Lönsstraße 16 mitten in Castrop-Rauxel – auf den ersten Blick eine Innenstadtadresse wie jede andere. Doch der Laden, der unter dieser Anschrift firmiert, ist nicht wie jeder andere: „Knastladen“ heißt er, und der Name ist Programm. Die Produkte stammen aus mehr als 20 Justizvollzugsanstalten (JVA) des Landes Nordrhein-Westfalen. Gefertigt haben sie Häftlinge wie Toni Most (Name geändert), der wegen Beihilfe zur Steuerhinterziehung einsitzt.
„Wir stellen viele Sachen her, die nicht nur für die JVA gedacht sind, sondern wir verkaufen die auch über unseren Knastladen“, erzählt Most dem Evangelischen Pressedienst (epd) und zählt auf: Tische und Tischplatten aus massivem Holz, Kerzenhalter in verschiedenen Formen und Größen. „Zurzeit stellen wir einen Futtertrog für Wildschweine her.“ Das Angebot sei sehr umfangreich. „Da wird’s einem nicht langweilig“, sagt Most, der in einer Gefängnisschreinerei arbeitet.
Vor gut zwei Jahren eröffnete der Knastladen in der Castroper Innenstadt. Nils Radtke, Sprecher der nordrhein-westfälischen Vollzugsdirektion, sagt dem epd: „Die Möglichkeit, dort Artikel anzuschauen und anzufassen, wird gerne angenommen.“ Es gebe dort „viele schöne, selbst gefertigte und praktische Artikel wie beispielsweise Schmuck, Handtaschen, Vogelhäuser und Nistkästen“.
Der Gefängnisladen in Castrop-Rauxel ist bundesweit eine Ausnahmeerscheinung. Das stationäre Geschäft ergänzt den Onlinehandel unter knastladen.de, den es bereits seit mehr als einem Jahrzehnt gibt. Und es existieren noch eine ganze Reihe anderer Online-Shops mit Waren, die Häftlinge herstellen: Unter jailers.de, haftsache.de, gitterladen.de, santa-fu.de oder unter jva-shop.de können Kundinnen und Kunden fündig werden. Vorreiter bei im Knast gefertigten schönen und nützlichen Dingen war Niedersachsen, wo laut Landesjustizministerium bereits im Jahr 2001 der bundesweit erste Online-JVA-Shop eingerichtet wurde.
Auf santa-fu.de etwa, benannt nach der legendären Hamburger JVA im Stadtteil Fuhlsbüttel, zählt zu den Topsellern „Alaarm!“, laut Beschreibung ein „wildes Ausbrecherspiel, von Gefangenen selbst entwickelt und auf den Zellen gespielt“ oder „KnastLandFluss“, außerdem ein Kochbuch „Huhn in Handschellen“. Auch Flaschenöffner in Handschellenform, zu beziehen über jva-shop.de, stellen einen Bezug zum Ort der Fertigung her.

▸ Einträge aus einem Datensatz:

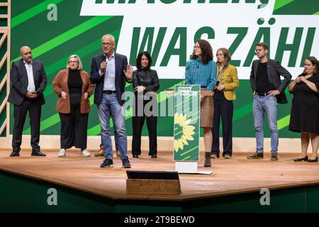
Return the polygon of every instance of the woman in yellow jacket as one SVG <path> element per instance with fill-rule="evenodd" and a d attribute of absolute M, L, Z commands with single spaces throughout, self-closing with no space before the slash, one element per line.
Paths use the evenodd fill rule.
<path fill-rule="evenodd" d="M 235 89 L 239 87 L 237 69 L 229 64 L 231 57 L 228 50 L 219 48 L 217 57 L 217 82 L 214 87 L 214 115 L 213 117 L 213 145 L 211 157 L 219 157 L 219 125 L 223 124 L 223 157 L 233 155 L 233 100 L 236 99 Z"/>

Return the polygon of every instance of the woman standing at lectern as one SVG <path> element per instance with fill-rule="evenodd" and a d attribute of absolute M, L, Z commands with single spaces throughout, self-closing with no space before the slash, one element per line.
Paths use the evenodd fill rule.
<path fill-rule="evenodd" d="M 186 84 L 200 84 L 201 88 L 213 90 L 216 84 L 216 63 L 213 61 L 213 50 L 206 40 L 198 39 L 194 46 L 191 60 L 186 62 L 185 80 Z M 211 167 L 213 135 L 213 96 L 201 94 L 201 127 L 204 131 L 205 164 Z"/>

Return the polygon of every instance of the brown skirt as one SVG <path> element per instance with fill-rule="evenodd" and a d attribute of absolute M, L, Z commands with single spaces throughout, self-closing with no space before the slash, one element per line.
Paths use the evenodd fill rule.
<path fill-rule="evenodd" d="M 213 128 L 213 115 L 214 114 L 214 103 L 213 96 L 205 96 L 201 102 L 201 127 Z"/>

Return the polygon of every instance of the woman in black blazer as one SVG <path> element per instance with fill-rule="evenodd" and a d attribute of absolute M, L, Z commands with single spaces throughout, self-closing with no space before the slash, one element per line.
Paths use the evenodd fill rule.
<path fill-rule="evenodd" d="M 157 157 L 157 99 L 160 88 L 157 72 L 151 70 L 152 57 L 146 52 L 138 54 L 136 59 L 138 70 L 133 73 L 133 85 L 135 92 L 133 104 L 132 153 L 133 157 L 140 155 L 140 143 L 144 121 L 148 129 L 150 151 L 152 158 Z M 145 106 L 147 105 L 146 108 Z"/>

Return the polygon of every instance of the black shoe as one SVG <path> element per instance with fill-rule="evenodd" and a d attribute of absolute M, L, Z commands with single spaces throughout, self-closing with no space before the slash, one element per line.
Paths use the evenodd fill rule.
<path fill-rule="evenodd" d="M 18 157 L 20 156 L 20 153 L 18 151 L 13 150 L 12 153 L 10 154 L 10 157 Z"/>
<path fill-rule="evenodd" d="M 31 156 L 47 156 L 47 155 L 43 153 L 40 150 L 38 151 L 32 151 Z"/>
<path fill-rule="evenodd" d="M 259 153 L 256 152 L 252 155 L 247 156 L 247 159 L 262 159 L 264 158 L 264 153 Z"/>
<path fill-rule="evenodd" d="M 318 157 L 315 157 L 315 159 L 310 159 L 310 158 L 308 158 L 307 162 L 318 162 Z"/>
<path fill-rule="evenodd" d="M 130 161 L 128 160 L 128 158 L 127 157 L 125 157 L 122 160 L 122 167 L 123 167 L 123 168 L 130 168 L 131 167 Z"/>
<path fill-rule="evenodd" d="M 295 158 L 293 160 L 293 161 L 295 162 L 301 162 L 301 161 L 308 161 L 308 156 L 306 155 L 305 157 L 302 157 L 302 158 Z"/>
<path fill-rule="evenodd" d="M 270 159 L 272 161 L 276 161 L 278 160 L 278 156 L 277 154 L 272 154 L 272 158 Z"/>
<path fill-rule="evenodd" d="M 101 168 L 113 167 L 113 160 L 106 158 L 100 167 Z"/>

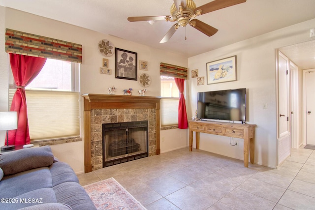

▸ Aufgaben:
**1)** Gib aus dem Artikel über den Knastladen den Abschnitt von „Der Gefängnisladen in“ bis „Online-JVA-Shop eingerichtet wurde.“ wörtlich aus.
**2)** Nenne alle Internetadressen von Online-Shops mit Häftlingswaren, die im Artikel über den Knastladen vorkommen.
**3)** Beantworte anhand des Artikels über den Knastladen die folgenden Fragen kurz:
(a) Aus wie vielen Justizvollzugsanstalten stammen die Produkte des Ladens?
(b) Wann eröffnete der Knastladen in der Castroper Innenstadt?
(c) In welchem Bundesland und in welchem Jahr wurde der bundesweit erste Online-JVA-Shop eingerichtet?

▸ Lösungen:
**1)**
Der Gefängnisladen in Castrop-Rauxel ist bundesweit eine Ausnahmeerscheinung. Das stationäre Geschäft ergänzt den Onlinehandel unter knastladen.de, den es bereits seit mehr als einem Jahrzehnt gibt. Und es existieren noch eine ganze Reihe anderer Online-Shops mit Waren, die Häftlinge herstellen: Unter jailers.de, haftsache.de, gitterladen.de, santa-fu.de oder unter jva-shop.de können Kundinnen und Kunden fündig werden. Vorreiter bei im Knast gefertigten schönen und nützlichen Dingen war Niedersachsen, wo laut Landesjustizministerium bereits im Jahr 2001 der bundesweit erste Online-JVA-Shop eingerichtet wurde.

**2)**
knastladen.de
jailers.de
haftsache.de
gitterladen.de
santa-fu.de
jva-shop.de

**3)**
(a) Aus mehr als 20 Justizvollzugsanstalten des Landes Nordrhein-Westfalen.
(b) Vor gut zwei Jahren.
(c) In Niedersachsen, im Jahr 2001.